◆ Check your understanding
A) According to the pet preparedness guide, how should food for a pet emergency kit be stored?
B) Extend the pet preparedness guide beyond its final bullet on first aid kits.

◆ Given text
PET PREPAREDNESS 

Make a Plan

If you have a plan in place for you and your pets, you will likely encounter less difficulty, stress and worry when you need to make a decision during an emergency. If local officials ask you to evacuate, that means your pet should evacuate too. If you leave your pets behind, they may end up lost, injured or worse.

Things to include in your plan:

  • Have an evacuation plan for your pet. Many public shelters and hotels do not allow pets inside. Know a safe place where you can take your pets before disasters and emergencies happen.
  • Develop a buddy system. Plan with neighbors, friends or relatives to make sure that someone is available to care for or evacuate your pets if you are unable to do so.
  • Have your pet microchipped. Make sure to keep your address and phone number up-to-date and include contact information for an emergency contact outside of your immediate area.
  • Contact your local emergency management office, animal shelter or animal control office to get additional advice and information if you’re unsure how to care for your pet in case of an emergency.

PET EMERGENCY KITS

    • Food. Keep several days’ supply of food in an airtight, waterproof container.
    • Water. Store a water bowl and several days’ supply of water.
    • Medicine. Keep an extra supply of the medicine your pet takes on a regular basis in a waterproof container.
    • First aid kit. Talk to your veterinarian about what is most appropriate for your pet’s emergency medical needs.

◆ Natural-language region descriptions

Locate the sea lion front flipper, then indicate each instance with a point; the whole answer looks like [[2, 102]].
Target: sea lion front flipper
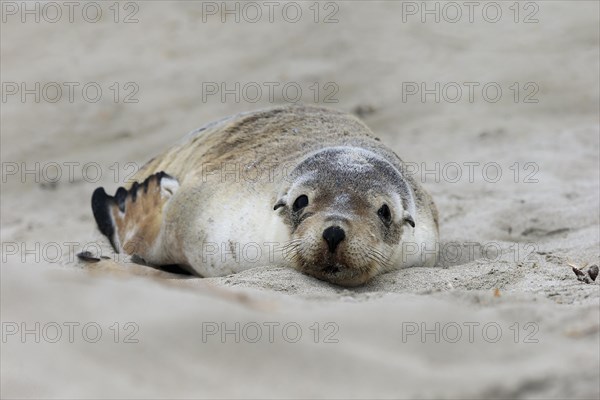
[[131, 219]]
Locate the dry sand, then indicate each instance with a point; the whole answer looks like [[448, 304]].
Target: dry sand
[[528, 328]]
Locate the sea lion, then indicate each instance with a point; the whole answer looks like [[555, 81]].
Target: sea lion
[[301, 186]]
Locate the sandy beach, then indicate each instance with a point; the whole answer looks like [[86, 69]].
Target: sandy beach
[[496, 112]]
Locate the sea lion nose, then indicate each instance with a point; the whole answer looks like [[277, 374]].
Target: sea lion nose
[[333, 236]]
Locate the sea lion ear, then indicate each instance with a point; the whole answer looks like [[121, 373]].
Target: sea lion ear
[[409, 219]]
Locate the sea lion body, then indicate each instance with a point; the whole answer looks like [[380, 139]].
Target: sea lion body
[[262, 188]]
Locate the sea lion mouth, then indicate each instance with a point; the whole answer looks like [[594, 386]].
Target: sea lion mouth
[[331, 269]]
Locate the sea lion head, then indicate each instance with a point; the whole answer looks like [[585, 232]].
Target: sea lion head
[[347, 209]]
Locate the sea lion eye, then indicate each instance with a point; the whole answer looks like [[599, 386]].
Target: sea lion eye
[[300, 202], [385, 214]]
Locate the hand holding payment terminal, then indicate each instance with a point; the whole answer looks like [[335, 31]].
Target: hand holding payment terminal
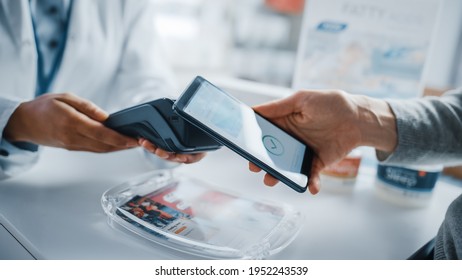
[[156, 122]]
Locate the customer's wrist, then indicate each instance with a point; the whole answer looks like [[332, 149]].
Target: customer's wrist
[[377, 124]]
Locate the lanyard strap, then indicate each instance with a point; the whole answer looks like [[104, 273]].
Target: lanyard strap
[[44, 81]]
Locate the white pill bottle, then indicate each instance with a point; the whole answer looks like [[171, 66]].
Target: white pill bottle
[[409, 185]]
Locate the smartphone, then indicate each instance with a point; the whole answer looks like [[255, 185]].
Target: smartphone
[[237, 126]]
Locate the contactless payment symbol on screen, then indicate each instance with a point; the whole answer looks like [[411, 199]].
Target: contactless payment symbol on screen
[[273, 145]]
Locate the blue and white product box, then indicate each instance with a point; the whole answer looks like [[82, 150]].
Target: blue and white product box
[[410, 186]]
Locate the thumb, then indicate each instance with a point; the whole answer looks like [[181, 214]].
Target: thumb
[[83, 106]]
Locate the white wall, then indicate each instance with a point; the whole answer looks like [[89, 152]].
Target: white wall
[[447, 35]]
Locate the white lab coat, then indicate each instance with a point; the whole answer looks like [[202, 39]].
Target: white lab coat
[[112, 57]]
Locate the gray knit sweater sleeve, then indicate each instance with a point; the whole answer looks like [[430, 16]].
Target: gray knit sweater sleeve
[[429, 130]]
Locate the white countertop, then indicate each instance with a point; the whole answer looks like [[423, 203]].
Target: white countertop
[[54, 211]]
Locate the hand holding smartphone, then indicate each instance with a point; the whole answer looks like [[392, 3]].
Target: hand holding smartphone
[[235, 125]]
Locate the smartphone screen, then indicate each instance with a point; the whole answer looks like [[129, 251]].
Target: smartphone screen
[[237, 126]]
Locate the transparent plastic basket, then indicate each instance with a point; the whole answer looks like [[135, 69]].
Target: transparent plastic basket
[[194, 217]]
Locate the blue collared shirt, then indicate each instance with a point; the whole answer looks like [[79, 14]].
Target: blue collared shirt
[[50, 18]]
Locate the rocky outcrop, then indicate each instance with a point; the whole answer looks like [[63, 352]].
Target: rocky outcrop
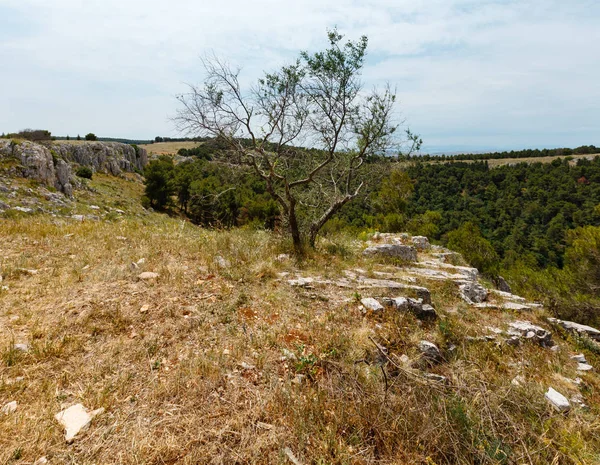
[[38, 163], [403, 252], [105, 157], [51, 165]]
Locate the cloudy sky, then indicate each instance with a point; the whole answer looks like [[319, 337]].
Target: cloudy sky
[[470, 74]]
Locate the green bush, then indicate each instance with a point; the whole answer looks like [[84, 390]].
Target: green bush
[[84, 172]]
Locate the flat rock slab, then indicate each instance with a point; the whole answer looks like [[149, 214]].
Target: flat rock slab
[[10, 407], [148, 276], [404, 252], [558, 401], [75, 418], [580, 329], [430, 351], [371, 304], [527, 330]]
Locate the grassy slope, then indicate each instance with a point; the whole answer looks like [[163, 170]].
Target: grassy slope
[[199, 376], [168, 148]]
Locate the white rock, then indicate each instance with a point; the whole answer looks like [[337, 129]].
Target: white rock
[[221, 262], [21, 347], [584, 367], [558, 401], [23, 209], [421, 242], [301, 282], [473, 292], [74, 419], [404, 252], [592, 333], [430, 351], [518, 380], [148, 275], [9, 408], [371, 304]]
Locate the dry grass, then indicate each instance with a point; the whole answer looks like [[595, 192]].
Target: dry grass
[[168, 148], [513, 161], [201, 377]]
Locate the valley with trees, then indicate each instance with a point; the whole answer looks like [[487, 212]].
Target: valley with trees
[[292, 281]]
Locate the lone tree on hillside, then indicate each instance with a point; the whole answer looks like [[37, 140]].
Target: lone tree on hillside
[[317, 102]]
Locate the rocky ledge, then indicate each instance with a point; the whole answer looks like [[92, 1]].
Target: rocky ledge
[[52, 164]]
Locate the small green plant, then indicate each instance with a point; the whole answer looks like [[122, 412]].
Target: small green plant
[[84, 172]]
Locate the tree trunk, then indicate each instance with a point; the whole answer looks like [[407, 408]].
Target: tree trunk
[[294, 229], [317, 225]]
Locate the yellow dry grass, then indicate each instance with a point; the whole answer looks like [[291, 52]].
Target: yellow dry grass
[[195, 366], [168, 148]]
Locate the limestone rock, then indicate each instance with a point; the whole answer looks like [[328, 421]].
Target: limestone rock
[[527, 330], [404, 252], [473, 292], [301, 282], [430, 351], [10, 407], [75, 418], [148, 276], [582, 330], [421, 242], [106, 157], [371, 304], [558, 401], [502, 285], [584, 367]]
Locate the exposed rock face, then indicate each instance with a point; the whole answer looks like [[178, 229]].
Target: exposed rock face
[[558, 401], [473, 293], [524, 329], [106, 157], [404, 252], [50, 165], [421, 242], [582, 330]]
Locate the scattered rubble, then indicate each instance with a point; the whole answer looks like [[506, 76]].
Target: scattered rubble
[[558, 401], [10, 407], [148, 276], [75, 418], [421, 242], [473, 292], [582, 330], [430, 352], [404, 252], [527, 330], [371, 304]]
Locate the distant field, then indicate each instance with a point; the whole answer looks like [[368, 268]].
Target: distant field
[[513, 161], [168, 148]]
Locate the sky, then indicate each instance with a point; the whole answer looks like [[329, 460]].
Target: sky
[[470, 75]]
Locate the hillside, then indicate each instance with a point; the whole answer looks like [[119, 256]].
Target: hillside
[[205, 346]]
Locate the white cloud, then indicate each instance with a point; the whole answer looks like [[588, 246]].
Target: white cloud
[[493, 73]]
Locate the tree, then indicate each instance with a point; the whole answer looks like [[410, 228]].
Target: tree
[[317, 101], [159, 181]]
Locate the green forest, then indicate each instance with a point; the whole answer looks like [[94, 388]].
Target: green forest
[[536, 224]]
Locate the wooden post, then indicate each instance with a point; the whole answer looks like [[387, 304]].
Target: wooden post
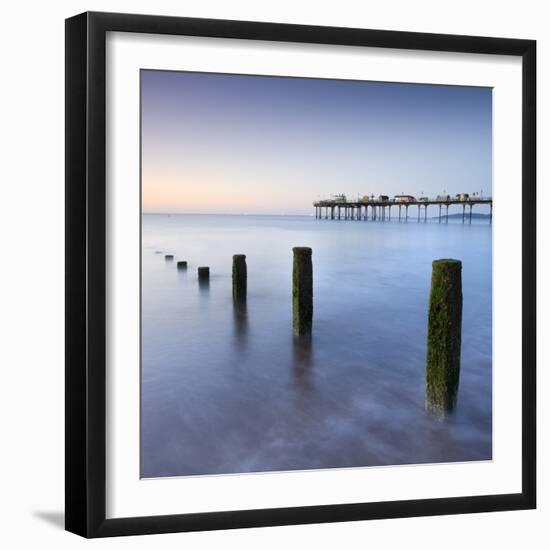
[[444, 336], [302, 291], [239, 277], [204, 274]]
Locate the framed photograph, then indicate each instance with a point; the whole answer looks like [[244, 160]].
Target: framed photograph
[[300, 274]]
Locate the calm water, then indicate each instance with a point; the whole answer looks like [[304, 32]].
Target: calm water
[[229, 390]]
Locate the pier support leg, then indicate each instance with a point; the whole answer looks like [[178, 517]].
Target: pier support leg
[[302, 291], [239, 278], [444, 336]]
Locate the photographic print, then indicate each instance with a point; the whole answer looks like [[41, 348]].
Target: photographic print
[[316, 274]]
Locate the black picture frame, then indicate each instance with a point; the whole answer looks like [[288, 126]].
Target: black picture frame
[[86, 274]]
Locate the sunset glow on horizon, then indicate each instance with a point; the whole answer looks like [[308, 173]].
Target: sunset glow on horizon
[[215, 143]]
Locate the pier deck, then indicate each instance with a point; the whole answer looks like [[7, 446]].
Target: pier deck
[[381, 210]]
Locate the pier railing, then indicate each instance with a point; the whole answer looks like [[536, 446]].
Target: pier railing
[[381, 210]]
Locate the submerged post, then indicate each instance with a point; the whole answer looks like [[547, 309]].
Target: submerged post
[[444, 336], [204, 274], [302, 291], [239, 277]]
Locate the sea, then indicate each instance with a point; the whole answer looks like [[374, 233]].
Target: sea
[[227, 388]]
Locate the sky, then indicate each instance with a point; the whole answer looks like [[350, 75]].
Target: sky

◆ Replies
A) Several days' supply should be kept in an airtight, waterproof container.

B)
    • Collar with ID tag and a harness or leash. Include a backup leash, collar and ID tag. Have copies of your pet’s registration information and other relevant documents in a waterproof container and available electronically.

 

 

Your emergency plans should include places to go and stay with family or friends outside of your region. Remember shelters should be your last resort. DO NOT LEAVE YOUR PETS BEHIND. 

Tips for Large Animals

If you have pets such as horses, goats or pigs on your property, be sure to prepare before a disaster.

In addition to the tips above:

  • Ensure all animals have some form of identification.
  • Evacuate animals earlier, whenever possible. Map out primary and secondary routes in advance.
  • Make available vehicles and trailers needed for transporting and supporting each type of animal. Also make available experienced handlers and drivers.
  • Ensure destinations have food, water, veterinary care and handling equipment.
  • If evacuation is not possible, animal owners must decide whether to move large animals to a barn or turn them loose outside.